### Supplied text
Multiple dynamic process modes for development and characterization of bioprocesses

Abstract

Enhancing the product concentration in the harvest can greatly reduce downstream costs and consequently improve process economics. The main challenges are to increase titer, to enhance formation of intracellular target protein in soluble form and to direct target protein into the extracellular medium. This can be achieved by process design which is an easier and cheaper approach than the cell design approach. In this work, dynamic conditions were systematically implemented to overcome challenges mentioned above. Three kinds of stress were investigated: substrate-, temperature- and oxygen- related stress. The analysis showed that the production of the intracellular alkaline phosphatase in Escherichia coli was increased two folds and the oscillatory feed profile enhanced its selective release by 60%. In addition, Pichia pastoris cells produced two times more horseradish peroxidase as they experienced oxygen-limitation periodically in a two-compartment system. Hence, the two-compartment processing and an oscillatory feed profile were proposed as novel process technologies to enhance production of horseradish peroxidase in P. pastoris and recombinant alkaline phosphatase in E. coli respectively. At last, we proposed a methodology to analyze the benefits of the two-compartment processing in terms of investment cost and revenue when it would be implemented in an existing plant. The present study introduced dynamic conditions as a tool to enhance recombinant protein production. Novel process modes based on dynamic conditions were suggested. Their scalability and extrapolation to larger scaled were discussed. Hence, dynamic process modes were proposed as an attractive process mode.

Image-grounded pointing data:
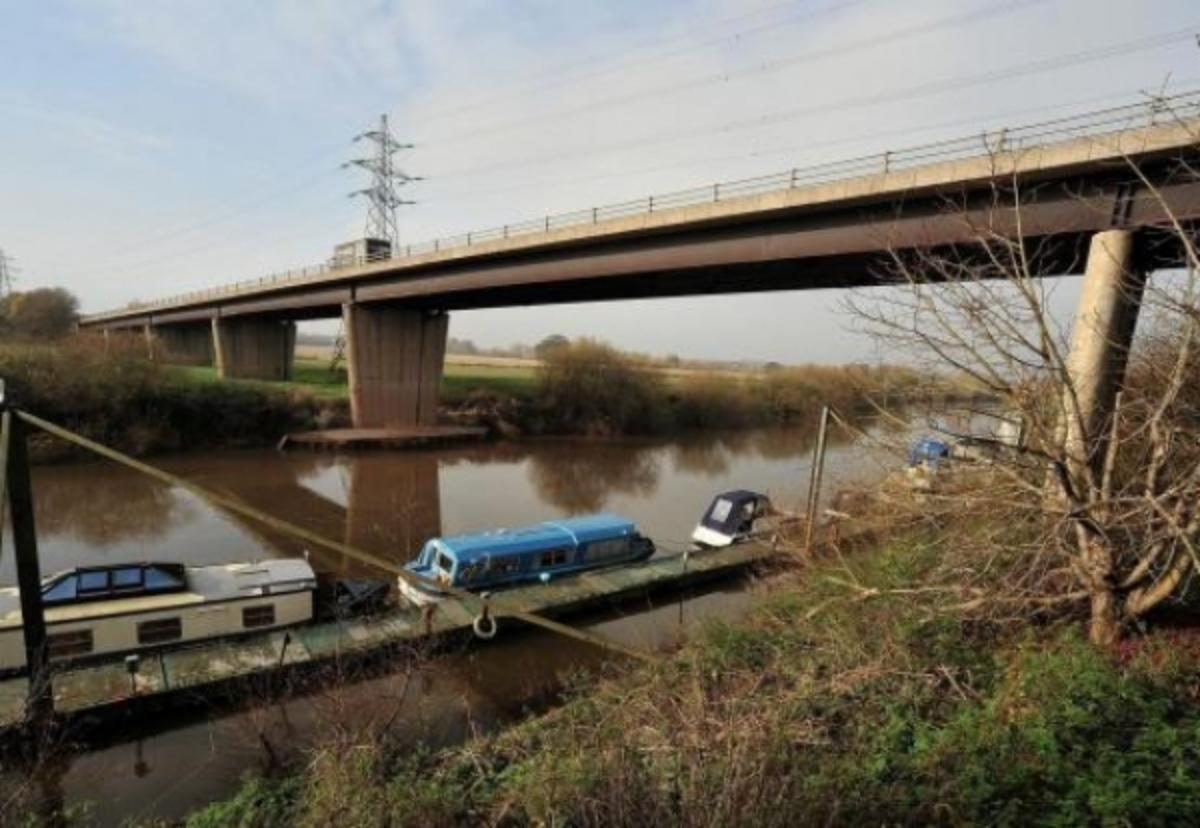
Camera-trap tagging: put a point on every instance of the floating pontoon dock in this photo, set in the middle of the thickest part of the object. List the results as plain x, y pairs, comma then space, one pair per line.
183, 675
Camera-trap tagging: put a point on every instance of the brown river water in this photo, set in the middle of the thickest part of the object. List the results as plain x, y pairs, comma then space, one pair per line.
385, 503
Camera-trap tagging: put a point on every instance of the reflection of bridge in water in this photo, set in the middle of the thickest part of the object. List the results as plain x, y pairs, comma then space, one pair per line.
390, 508
390, 503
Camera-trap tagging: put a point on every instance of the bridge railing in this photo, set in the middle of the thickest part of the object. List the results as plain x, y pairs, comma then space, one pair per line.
1096, 124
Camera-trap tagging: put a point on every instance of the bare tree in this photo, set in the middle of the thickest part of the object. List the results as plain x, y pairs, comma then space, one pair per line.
1101, 504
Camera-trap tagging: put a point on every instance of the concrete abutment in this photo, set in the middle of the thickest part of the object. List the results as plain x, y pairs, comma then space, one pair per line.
253, 348
395, 357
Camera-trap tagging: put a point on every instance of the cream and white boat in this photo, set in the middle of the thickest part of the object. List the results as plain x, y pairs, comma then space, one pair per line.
123, 609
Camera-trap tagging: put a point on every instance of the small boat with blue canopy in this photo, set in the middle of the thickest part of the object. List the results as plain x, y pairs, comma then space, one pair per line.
509, 557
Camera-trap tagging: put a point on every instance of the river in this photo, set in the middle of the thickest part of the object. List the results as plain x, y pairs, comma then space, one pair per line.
385, 503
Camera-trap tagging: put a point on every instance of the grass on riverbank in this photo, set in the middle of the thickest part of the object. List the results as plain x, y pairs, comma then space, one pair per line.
850, 696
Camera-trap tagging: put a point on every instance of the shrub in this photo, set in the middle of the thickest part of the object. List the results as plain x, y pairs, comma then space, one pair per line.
591, 388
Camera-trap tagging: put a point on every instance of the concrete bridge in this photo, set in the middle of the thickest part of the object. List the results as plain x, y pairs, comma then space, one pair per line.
1104, 177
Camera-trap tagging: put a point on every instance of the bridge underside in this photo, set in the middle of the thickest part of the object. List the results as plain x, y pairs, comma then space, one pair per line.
396, 313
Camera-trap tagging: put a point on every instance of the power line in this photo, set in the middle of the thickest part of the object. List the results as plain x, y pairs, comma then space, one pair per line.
553, 78
840, 142
874, 99
766, 67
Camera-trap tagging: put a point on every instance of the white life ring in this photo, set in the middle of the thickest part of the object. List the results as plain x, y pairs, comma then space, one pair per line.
484, 627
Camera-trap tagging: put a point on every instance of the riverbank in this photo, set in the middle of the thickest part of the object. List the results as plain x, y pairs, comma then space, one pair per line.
850, 696
112, 394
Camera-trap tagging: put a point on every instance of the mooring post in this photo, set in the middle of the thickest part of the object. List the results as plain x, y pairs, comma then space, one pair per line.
815, 479
40, 706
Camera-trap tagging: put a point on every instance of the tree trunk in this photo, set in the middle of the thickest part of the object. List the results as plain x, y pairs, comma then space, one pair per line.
1105, 625
1096, 557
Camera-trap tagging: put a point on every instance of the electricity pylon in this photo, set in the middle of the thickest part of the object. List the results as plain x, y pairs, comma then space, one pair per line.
6, 271
385, 180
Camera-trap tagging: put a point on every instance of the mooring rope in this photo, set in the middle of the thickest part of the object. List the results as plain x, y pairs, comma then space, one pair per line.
491, 605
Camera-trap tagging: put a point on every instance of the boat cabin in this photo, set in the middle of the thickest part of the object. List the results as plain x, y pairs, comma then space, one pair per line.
732, 516
507, 557
123, 609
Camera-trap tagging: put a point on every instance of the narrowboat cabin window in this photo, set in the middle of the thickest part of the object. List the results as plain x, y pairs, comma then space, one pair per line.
552, 558
94, 585
606, 550
160, 631
66, 645
259, 616
499, 567
127, 579
93, 582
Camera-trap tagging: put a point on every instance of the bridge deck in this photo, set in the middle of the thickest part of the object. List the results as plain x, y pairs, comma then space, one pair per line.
521, 261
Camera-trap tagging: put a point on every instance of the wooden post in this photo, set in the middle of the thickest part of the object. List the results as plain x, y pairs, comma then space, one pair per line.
815, 479
40, 706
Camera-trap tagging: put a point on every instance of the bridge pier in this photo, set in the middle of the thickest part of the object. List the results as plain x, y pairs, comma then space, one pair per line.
395, 357
1101, 339
185, 345
253, 348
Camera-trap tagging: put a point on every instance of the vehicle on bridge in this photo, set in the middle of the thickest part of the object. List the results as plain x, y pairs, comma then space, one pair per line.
509, 557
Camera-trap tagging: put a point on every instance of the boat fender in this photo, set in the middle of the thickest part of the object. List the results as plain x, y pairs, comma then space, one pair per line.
484, 627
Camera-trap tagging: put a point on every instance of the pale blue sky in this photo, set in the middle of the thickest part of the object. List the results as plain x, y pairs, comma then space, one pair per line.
153, 147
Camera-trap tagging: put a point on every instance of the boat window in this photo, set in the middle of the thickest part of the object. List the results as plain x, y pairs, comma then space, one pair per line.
93, 581
607, 550
127, 579
65, 645
64, 591
552, 558
160, 631
503, 565
259, 616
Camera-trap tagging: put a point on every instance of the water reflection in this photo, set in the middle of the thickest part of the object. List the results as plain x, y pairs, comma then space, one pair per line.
88, 508
583, 481
387, 503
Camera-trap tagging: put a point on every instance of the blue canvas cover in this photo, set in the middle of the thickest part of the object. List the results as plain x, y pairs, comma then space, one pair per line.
928, 450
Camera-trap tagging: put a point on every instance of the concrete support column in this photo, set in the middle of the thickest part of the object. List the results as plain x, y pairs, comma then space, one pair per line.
148, 335
253, 348
395, 504
185, 345
1101, 339
395, 358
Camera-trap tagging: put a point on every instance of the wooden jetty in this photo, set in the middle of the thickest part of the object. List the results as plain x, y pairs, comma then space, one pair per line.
175, 676
412, 437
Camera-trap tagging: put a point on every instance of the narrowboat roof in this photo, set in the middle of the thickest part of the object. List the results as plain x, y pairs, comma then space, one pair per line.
568, 532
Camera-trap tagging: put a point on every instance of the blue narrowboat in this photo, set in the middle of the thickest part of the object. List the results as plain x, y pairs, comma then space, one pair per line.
508, 557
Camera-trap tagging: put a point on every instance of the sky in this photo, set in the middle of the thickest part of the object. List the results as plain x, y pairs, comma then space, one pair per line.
155, 147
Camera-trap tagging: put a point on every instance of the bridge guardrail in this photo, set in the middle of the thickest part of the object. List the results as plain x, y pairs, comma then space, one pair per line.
1093, 124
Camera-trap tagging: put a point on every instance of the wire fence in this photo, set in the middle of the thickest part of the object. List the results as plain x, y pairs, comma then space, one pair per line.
1096, 124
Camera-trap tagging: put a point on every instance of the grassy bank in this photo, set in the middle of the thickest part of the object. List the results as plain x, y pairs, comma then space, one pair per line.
850, 696
111, 393
118, 397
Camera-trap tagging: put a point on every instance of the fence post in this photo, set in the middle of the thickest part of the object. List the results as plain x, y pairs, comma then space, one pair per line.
40, 705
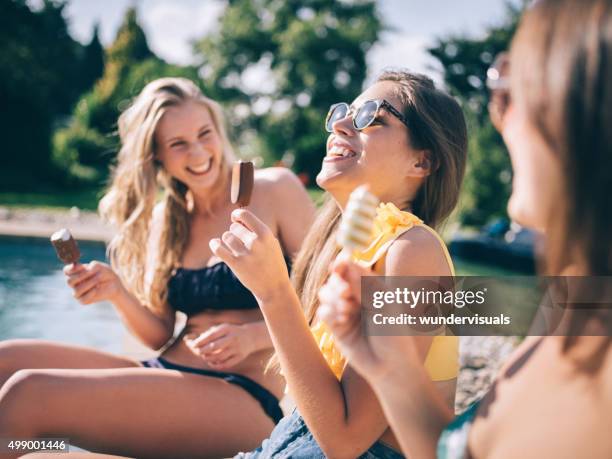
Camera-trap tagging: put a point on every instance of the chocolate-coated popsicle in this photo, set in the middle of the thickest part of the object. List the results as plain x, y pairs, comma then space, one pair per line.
242, 183
65, 246
357, 223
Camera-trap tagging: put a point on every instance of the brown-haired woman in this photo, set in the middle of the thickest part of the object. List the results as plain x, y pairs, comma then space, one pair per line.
407, 141
553, 398
207, 394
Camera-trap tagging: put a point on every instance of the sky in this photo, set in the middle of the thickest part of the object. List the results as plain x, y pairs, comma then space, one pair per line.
172, 25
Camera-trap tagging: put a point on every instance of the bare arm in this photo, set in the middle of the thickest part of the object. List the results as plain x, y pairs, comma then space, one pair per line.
294, 214
95, 281
295, 211
393, 365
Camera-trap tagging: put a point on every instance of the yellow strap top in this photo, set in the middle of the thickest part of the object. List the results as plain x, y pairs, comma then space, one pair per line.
442, 362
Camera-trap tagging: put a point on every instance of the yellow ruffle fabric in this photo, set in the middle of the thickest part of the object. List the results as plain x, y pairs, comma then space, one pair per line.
442, 362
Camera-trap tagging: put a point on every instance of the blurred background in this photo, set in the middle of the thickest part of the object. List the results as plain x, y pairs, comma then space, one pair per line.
70, 67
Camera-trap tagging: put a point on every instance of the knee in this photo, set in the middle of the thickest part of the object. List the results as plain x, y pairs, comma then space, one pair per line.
20, 402
10, 351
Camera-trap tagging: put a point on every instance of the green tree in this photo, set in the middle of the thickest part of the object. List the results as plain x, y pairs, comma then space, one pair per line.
312, 53
39, 64
92, 65
465, 62
88, 144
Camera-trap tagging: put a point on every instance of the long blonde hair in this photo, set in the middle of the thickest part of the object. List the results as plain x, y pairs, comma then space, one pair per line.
137, 179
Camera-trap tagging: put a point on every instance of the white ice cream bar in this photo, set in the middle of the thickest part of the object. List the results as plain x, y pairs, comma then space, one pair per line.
357, 223
61, 235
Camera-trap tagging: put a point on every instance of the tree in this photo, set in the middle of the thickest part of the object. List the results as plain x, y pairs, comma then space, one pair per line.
307, 55
465, 62
39, 64
88, 144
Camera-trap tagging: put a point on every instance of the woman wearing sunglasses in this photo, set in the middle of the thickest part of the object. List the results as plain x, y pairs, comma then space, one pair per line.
553, 398
407, 141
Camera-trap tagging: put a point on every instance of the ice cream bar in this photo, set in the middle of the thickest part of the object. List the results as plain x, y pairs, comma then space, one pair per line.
242, 183
355, 230
65, 246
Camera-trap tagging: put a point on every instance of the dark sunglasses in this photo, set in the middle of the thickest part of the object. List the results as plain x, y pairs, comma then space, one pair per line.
363, 116
498, 82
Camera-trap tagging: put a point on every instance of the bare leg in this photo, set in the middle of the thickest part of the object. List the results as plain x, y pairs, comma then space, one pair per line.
22, 354
135, 412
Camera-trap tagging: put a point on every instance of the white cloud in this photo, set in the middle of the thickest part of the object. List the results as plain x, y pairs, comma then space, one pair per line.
401, 50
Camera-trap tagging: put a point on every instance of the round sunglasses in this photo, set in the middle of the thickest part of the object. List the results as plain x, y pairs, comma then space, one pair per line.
363, 116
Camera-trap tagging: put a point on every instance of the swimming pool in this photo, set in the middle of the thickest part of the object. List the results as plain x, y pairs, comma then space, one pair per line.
35, 301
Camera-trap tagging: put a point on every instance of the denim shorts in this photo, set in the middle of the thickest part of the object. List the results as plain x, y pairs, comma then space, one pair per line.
292, 439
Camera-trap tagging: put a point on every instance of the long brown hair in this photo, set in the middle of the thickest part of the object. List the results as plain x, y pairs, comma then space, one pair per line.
437, 124
561, 77
136, 181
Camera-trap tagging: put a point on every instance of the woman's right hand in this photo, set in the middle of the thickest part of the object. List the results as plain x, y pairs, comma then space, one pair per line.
93, 282
374, 357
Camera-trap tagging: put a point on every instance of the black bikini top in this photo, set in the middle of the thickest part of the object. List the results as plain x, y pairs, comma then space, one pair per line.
213, 287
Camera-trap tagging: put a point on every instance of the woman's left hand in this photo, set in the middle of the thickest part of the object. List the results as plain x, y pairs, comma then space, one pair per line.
255, 256
222, 346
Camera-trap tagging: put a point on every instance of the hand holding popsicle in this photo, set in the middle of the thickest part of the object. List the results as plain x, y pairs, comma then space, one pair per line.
65, 246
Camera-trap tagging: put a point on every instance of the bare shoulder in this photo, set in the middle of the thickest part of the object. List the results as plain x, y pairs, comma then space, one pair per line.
157, 218
417, 252
281, 185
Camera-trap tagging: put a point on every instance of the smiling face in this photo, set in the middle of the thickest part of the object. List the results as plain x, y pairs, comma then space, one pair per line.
379, 155
189, 146
537, 183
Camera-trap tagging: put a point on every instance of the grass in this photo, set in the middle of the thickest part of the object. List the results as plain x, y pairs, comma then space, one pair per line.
86, 199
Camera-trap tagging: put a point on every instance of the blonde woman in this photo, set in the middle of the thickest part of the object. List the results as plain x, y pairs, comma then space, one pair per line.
407, 140
207, 394
553, 398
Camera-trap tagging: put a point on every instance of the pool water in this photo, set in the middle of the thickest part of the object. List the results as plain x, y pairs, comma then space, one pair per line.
36, 302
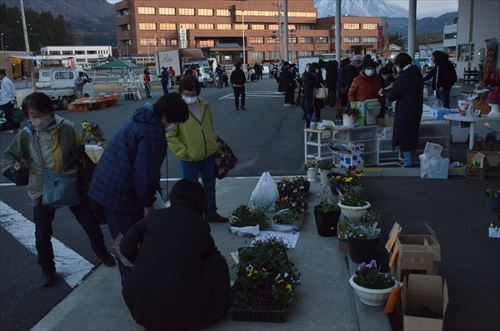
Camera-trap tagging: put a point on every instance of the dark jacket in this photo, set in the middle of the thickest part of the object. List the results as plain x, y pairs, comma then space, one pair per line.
179, 279
285, 81
238, 77
128, 174
443, 75
408, 92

### Aim of the task
Please answer these questions from the bioprocess abstract:
(a) Which three kinds of stress were investigated?
(b) By what percentage did the oscillatory feed profile enhance the selective release of alkaline phosphatase?
(c) What did Pichia pastoris cells experience periodically in the two-compartment system?

### Result
(a) Substrate-, temperature- and oxygen-related stress.
(b) By 60%.
(c) Oxygen limitation.